WORK TO BE COMPLETED
Find the line containing "Accept that the flower", then output it and every line after it through the end of the listing below, exactly as written.

..............................

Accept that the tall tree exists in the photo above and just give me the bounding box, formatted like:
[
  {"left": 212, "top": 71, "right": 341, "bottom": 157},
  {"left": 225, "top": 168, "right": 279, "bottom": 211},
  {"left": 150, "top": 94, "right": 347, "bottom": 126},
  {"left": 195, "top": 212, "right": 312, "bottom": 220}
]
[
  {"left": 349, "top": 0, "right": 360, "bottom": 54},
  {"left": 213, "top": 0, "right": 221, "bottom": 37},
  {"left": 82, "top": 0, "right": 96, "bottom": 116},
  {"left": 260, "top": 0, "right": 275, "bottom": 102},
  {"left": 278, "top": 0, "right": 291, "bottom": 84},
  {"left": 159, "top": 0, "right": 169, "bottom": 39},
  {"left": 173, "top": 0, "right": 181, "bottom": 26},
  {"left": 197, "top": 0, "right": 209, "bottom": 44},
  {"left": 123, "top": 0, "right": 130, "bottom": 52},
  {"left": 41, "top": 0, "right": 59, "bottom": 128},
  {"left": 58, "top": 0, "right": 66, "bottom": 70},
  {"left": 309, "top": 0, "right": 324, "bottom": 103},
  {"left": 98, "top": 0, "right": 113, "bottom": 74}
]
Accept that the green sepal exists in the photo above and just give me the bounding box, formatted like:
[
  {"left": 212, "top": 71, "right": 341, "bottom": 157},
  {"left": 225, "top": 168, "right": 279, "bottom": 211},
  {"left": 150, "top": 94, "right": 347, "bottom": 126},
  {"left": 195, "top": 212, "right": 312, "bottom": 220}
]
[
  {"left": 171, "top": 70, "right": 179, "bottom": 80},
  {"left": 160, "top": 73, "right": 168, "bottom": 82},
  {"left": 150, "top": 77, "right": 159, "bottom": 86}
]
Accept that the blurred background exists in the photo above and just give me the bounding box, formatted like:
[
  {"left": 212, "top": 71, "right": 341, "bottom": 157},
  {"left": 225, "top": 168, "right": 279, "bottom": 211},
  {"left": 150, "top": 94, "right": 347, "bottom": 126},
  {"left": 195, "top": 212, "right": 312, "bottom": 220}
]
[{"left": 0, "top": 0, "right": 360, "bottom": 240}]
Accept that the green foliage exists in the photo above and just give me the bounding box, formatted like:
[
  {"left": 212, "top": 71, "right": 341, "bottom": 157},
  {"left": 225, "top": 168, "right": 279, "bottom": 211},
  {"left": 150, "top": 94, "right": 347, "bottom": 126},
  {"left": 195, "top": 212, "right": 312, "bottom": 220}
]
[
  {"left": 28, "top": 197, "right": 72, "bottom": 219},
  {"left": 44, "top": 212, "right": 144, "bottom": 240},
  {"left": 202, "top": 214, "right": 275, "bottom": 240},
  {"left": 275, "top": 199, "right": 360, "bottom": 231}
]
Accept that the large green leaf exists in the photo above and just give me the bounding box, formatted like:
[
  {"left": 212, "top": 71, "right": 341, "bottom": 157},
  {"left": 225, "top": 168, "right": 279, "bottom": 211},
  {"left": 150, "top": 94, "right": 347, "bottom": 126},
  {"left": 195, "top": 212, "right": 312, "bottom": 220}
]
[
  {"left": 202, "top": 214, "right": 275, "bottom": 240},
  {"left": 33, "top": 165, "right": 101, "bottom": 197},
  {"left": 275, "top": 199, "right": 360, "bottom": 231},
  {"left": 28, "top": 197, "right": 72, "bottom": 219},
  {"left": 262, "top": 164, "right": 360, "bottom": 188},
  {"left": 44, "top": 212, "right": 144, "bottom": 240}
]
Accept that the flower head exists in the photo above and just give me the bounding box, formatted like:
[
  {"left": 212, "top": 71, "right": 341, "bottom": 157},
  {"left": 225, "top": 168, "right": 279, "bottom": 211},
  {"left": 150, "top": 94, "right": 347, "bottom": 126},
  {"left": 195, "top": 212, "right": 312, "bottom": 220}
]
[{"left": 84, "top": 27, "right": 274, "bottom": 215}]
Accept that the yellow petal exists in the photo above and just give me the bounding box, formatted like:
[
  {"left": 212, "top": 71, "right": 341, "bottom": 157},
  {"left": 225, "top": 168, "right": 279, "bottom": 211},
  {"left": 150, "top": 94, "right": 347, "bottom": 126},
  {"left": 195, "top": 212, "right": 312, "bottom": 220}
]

..............................

SOLUTION
Accept that the flower head exists in the photo above and just give me the bounding box, formatted like:
[
  {"left": 212, "top": 71, "right": 341, "bottom": 157},
  {"left": 225, "top": 168, "right": 279, "bottom": 211},
  {"left": 150, "top": 94, "right": 347, "bottom": 126},
  {"left": 195, "top": 212, "right": 312, "bottom": 220}
]
[{"left": 84, "top": 27, "right": 274, "bottom": 215}]
Accept that the yellow petal exists in the photo above and just give me the bounding box, formatted like:
[
  {"left": 212, "top": 71, "right": 341, "bottom": 157},
  {"left": 225, "top": 168, "right": 279, "bottom": 211},
  {"left": 150, "top": 94, "right": 347, "bottom": 126},
  {"left": 195, "top": 212, "right": 312, "bottom": 220}
]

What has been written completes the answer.